> _Your objective_: Lines from the line with "Where can you find the smiling" to the line with "Where can you find the blurred spectator" in the entries below, and only those, must be output exactly, with both ends included.

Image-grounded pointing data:
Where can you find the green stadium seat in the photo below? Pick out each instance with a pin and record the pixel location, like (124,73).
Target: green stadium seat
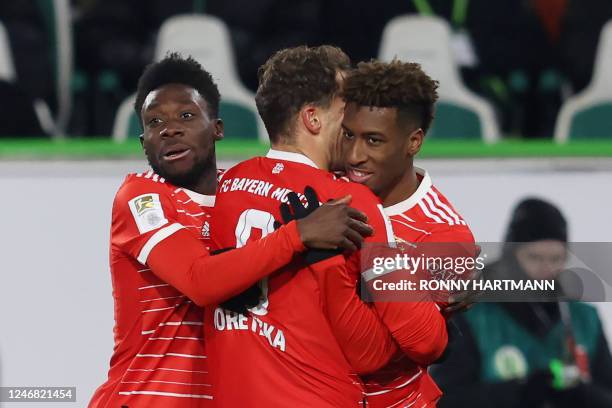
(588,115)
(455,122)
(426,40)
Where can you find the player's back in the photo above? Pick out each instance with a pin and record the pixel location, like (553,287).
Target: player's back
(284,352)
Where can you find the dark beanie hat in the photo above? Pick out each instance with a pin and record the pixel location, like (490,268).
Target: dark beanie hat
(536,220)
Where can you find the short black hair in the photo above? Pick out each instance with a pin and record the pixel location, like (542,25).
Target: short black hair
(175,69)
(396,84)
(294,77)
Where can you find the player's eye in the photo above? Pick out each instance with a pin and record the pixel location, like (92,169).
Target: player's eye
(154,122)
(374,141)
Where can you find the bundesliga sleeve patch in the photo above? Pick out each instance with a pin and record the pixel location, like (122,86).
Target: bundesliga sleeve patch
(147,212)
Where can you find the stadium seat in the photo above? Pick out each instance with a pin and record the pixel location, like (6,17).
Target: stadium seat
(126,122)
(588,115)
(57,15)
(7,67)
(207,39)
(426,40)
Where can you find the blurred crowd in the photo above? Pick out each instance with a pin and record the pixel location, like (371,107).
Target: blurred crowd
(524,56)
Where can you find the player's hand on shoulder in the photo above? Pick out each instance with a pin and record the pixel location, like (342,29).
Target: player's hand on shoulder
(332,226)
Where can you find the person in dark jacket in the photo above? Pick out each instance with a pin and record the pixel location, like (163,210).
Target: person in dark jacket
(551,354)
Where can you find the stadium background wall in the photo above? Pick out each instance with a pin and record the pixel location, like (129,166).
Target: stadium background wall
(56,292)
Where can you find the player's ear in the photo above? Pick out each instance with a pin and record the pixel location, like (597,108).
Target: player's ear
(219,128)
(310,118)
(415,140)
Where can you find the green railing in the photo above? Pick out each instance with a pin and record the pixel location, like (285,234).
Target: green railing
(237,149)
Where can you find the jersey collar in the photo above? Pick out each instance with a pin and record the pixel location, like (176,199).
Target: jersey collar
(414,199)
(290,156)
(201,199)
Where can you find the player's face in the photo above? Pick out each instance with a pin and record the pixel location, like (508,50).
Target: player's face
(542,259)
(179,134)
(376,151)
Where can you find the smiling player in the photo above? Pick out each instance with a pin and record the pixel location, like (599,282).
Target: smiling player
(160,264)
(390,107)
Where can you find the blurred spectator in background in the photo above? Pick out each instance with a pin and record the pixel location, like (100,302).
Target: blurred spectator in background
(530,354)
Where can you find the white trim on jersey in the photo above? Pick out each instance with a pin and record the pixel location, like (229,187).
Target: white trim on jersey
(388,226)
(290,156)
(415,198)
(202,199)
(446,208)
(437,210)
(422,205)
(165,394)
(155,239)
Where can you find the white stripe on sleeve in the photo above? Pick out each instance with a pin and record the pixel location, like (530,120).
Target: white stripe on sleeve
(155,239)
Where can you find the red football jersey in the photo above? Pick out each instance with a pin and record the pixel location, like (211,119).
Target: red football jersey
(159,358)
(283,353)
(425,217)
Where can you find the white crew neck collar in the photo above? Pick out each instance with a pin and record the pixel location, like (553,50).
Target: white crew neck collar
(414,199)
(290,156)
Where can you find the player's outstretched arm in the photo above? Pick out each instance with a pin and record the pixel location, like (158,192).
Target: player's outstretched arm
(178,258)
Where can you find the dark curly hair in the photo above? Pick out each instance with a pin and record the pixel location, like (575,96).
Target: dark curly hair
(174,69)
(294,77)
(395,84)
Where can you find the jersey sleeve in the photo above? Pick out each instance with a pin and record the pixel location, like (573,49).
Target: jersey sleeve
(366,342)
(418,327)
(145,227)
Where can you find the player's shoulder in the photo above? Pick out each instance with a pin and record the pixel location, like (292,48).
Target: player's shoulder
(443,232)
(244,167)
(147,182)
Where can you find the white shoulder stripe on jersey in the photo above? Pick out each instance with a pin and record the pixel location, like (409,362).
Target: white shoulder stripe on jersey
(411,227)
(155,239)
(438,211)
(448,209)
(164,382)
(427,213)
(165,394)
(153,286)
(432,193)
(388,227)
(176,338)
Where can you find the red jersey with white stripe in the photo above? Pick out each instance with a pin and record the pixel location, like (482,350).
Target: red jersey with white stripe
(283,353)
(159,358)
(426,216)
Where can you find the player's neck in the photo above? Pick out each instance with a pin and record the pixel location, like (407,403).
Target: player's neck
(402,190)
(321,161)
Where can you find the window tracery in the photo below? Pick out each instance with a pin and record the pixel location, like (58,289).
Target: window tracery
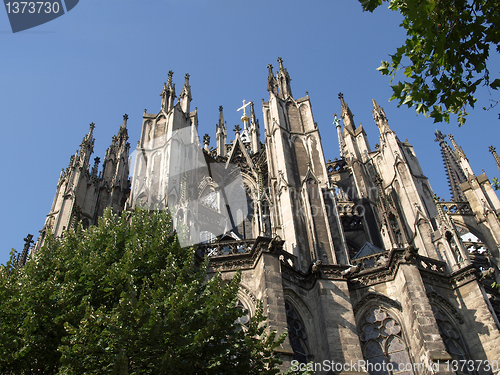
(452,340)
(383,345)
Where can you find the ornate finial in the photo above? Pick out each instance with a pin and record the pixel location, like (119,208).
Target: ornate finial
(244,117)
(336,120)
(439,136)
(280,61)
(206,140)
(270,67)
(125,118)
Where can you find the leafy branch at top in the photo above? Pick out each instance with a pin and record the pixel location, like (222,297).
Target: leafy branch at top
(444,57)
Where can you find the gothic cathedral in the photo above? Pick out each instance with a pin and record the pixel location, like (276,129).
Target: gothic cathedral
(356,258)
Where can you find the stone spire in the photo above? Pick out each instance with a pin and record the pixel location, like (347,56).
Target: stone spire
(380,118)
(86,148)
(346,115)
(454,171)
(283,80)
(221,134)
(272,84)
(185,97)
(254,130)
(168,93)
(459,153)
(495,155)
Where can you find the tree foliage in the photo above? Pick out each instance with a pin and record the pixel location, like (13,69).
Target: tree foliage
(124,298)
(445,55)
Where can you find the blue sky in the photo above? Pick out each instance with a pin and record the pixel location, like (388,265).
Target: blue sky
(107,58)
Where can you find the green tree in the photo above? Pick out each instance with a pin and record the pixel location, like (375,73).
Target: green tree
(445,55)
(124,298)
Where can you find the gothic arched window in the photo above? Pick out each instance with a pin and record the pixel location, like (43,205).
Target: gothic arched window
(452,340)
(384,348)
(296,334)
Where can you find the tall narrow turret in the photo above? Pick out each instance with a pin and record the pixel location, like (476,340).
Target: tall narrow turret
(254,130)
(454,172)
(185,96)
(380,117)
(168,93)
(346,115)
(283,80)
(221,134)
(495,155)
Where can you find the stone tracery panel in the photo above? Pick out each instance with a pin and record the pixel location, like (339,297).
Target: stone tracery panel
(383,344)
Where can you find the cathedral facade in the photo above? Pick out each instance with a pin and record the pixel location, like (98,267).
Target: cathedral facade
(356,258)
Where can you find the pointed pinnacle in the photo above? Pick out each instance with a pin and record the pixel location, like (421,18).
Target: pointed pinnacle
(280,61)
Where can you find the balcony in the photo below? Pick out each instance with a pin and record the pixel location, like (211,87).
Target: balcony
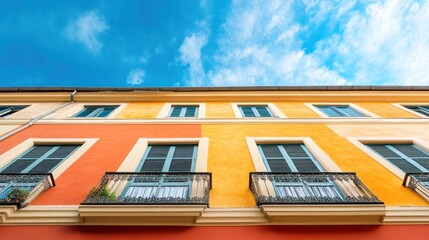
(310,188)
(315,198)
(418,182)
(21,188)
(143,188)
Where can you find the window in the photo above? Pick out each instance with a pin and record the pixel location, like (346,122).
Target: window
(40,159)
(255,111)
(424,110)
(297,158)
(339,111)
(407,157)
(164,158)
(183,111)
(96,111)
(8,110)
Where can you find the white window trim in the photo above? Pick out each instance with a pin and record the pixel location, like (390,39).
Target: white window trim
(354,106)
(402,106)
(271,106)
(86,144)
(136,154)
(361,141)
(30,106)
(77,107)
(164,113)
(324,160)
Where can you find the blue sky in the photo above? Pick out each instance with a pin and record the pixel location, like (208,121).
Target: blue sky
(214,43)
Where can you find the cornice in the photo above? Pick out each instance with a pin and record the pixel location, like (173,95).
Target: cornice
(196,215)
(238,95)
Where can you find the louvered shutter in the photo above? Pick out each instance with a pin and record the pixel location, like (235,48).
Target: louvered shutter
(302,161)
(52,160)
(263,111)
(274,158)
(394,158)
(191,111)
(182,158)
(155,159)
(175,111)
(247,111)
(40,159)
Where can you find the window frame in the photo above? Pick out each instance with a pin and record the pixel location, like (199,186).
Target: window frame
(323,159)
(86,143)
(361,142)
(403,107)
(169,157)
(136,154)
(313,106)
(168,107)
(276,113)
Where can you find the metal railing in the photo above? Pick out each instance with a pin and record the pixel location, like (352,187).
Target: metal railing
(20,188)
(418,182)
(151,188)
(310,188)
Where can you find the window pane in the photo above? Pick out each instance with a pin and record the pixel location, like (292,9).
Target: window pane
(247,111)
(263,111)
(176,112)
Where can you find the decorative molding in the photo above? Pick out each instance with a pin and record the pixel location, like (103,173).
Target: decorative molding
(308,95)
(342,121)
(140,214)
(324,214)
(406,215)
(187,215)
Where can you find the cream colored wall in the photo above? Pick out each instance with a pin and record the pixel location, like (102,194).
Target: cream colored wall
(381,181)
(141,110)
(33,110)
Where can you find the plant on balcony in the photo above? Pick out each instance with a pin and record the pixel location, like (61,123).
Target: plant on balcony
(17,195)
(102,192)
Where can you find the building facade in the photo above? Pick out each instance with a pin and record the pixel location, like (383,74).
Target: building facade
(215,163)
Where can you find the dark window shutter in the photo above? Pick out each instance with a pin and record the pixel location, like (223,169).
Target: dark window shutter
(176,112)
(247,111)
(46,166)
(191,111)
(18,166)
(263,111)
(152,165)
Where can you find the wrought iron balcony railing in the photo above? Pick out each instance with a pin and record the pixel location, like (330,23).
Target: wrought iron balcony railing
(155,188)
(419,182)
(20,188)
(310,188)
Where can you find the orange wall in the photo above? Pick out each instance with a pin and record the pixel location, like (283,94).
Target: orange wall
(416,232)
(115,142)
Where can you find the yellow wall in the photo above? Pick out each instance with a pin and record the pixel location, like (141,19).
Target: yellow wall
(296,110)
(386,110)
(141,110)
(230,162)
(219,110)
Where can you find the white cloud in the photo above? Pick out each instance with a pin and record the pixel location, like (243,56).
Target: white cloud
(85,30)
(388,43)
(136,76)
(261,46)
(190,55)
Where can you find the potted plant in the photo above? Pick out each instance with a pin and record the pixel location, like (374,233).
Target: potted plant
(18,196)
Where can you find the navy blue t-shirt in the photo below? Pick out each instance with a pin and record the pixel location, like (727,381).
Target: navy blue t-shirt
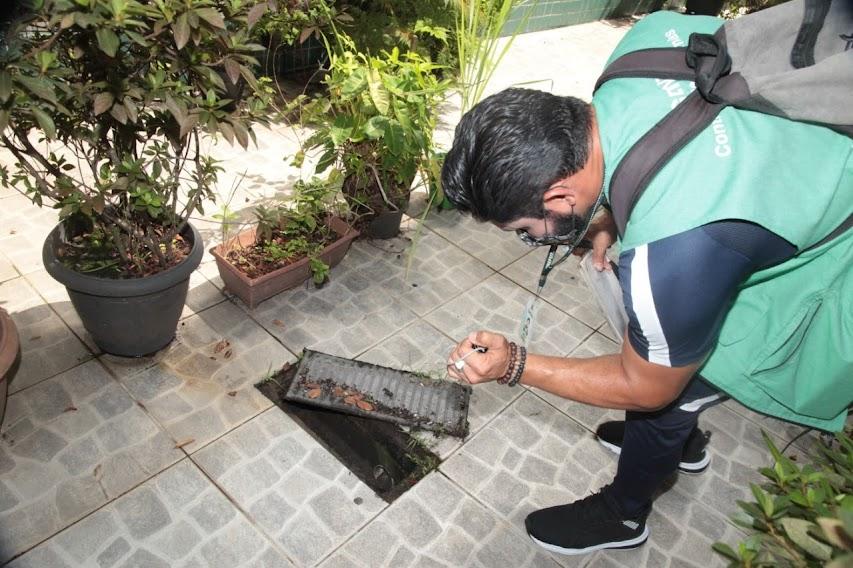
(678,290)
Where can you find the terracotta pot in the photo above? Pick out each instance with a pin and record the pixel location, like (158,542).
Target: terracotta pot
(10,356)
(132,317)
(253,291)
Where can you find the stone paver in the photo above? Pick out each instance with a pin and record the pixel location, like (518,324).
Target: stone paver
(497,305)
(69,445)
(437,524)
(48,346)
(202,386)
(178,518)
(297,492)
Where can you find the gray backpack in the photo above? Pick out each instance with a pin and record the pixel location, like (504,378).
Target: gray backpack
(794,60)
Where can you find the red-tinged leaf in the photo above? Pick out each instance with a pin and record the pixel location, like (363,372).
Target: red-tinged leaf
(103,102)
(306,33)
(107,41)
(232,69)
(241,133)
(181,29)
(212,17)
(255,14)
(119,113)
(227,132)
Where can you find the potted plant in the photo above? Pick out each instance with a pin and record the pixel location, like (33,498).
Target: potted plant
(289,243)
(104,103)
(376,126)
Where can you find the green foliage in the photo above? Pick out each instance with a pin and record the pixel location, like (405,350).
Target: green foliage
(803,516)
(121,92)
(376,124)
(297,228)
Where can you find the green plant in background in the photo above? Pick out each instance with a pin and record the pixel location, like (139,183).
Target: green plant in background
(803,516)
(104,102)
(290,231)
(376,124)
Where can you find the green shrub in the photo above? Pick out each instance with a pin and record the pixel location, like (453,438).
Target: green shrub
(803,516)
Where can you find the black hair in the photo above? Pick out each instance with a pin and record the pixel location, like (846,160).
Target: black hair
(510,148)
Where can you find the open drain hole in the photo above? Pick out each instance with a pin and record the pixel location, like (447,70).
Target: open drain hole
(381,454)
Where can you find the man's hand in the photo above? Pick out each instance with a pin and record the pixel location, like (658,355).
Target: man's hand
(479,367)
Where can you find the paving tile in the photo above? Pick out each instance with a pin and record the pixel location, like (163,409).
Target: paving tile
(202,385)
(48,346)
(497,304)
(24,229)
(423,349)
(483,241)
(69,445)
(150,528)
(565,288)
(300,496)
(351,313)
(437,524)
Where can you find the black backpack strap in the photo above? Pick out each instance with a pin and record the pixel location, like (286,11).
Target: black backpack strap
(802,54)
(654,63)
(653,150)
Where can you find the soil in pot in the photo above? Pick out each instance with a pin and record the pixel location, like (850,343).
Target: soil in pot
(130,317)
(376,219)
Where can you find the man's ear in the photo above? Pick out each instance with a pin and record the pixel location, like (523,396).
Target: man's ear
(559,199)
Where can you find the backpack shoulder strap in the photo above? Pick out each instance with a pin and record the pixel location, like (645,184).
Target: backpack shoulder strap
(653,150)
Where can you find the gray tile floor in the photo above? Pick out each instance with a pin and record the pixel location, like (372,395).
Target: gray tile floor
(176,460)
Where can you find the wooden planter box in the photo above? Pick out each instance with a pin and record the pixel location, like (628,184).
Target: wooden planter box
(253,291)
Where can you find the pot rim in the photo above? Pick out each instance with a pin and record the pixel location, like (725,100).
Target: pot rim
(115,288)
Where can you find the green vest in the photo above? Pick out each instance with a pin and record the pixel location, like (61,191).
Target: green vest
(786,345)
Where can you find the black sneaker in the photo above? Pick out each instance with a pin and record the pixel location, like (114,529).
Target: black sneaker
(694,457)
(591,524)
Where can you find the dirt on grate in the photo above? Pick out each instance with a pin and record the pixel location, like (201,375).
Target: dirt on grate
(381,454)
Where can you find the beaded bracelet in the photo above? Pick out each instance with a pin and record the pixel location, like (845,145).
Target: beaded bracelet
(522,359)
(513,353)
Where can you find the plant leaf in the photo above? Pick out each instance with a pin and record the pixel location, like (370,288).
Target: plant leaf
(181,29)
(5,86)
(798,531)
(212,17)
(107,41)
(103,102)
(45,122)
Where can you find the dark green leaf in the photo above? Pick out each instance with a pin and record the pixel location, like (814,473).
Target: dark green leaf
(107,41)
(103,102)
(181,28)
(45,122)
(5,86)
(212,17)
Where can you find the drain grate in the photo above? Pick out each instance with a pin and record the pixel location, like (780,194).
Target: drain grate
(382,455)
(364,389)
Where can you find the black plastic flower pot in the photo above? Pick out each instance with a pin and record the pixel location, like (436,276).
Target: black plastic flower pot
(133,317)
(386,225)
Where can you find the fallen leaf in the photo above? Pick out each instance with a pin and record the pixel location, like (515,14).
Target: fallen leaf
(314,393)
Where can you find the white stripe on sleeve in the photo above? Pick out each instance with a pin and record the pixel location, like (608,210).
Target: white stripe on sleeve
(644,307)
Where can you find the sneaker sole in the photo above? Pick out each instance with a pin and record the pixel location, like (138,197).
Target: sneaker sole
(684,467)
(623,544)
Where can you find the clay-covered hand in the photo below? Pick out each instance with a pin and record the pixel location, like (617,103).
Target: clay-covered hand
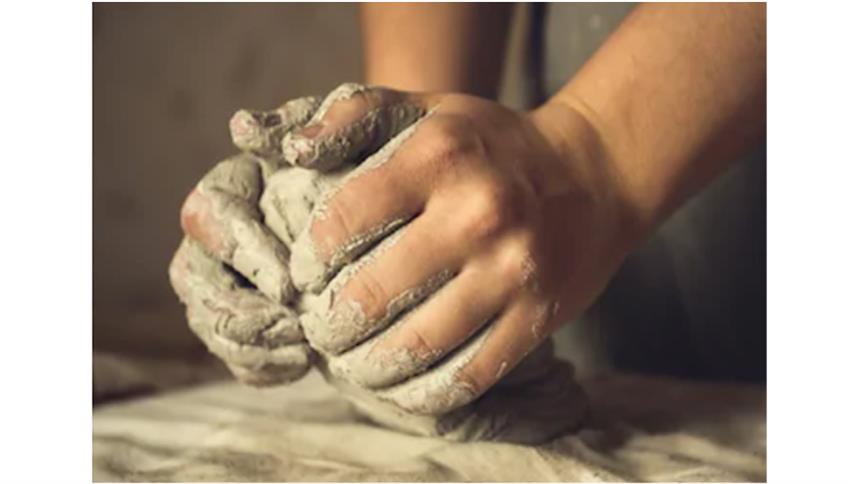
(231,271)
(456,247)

> _Answer space_:
Where can you find the smiling player in the photo above? Pick out each instance with a pin and record the pixel location, like (599,282).
Target: smiling player
(160,264)
(390,107)
Where can you find the blurred spectator in background in the photo above? Pick out each instance with a pin and record the pixel location, like (100,302).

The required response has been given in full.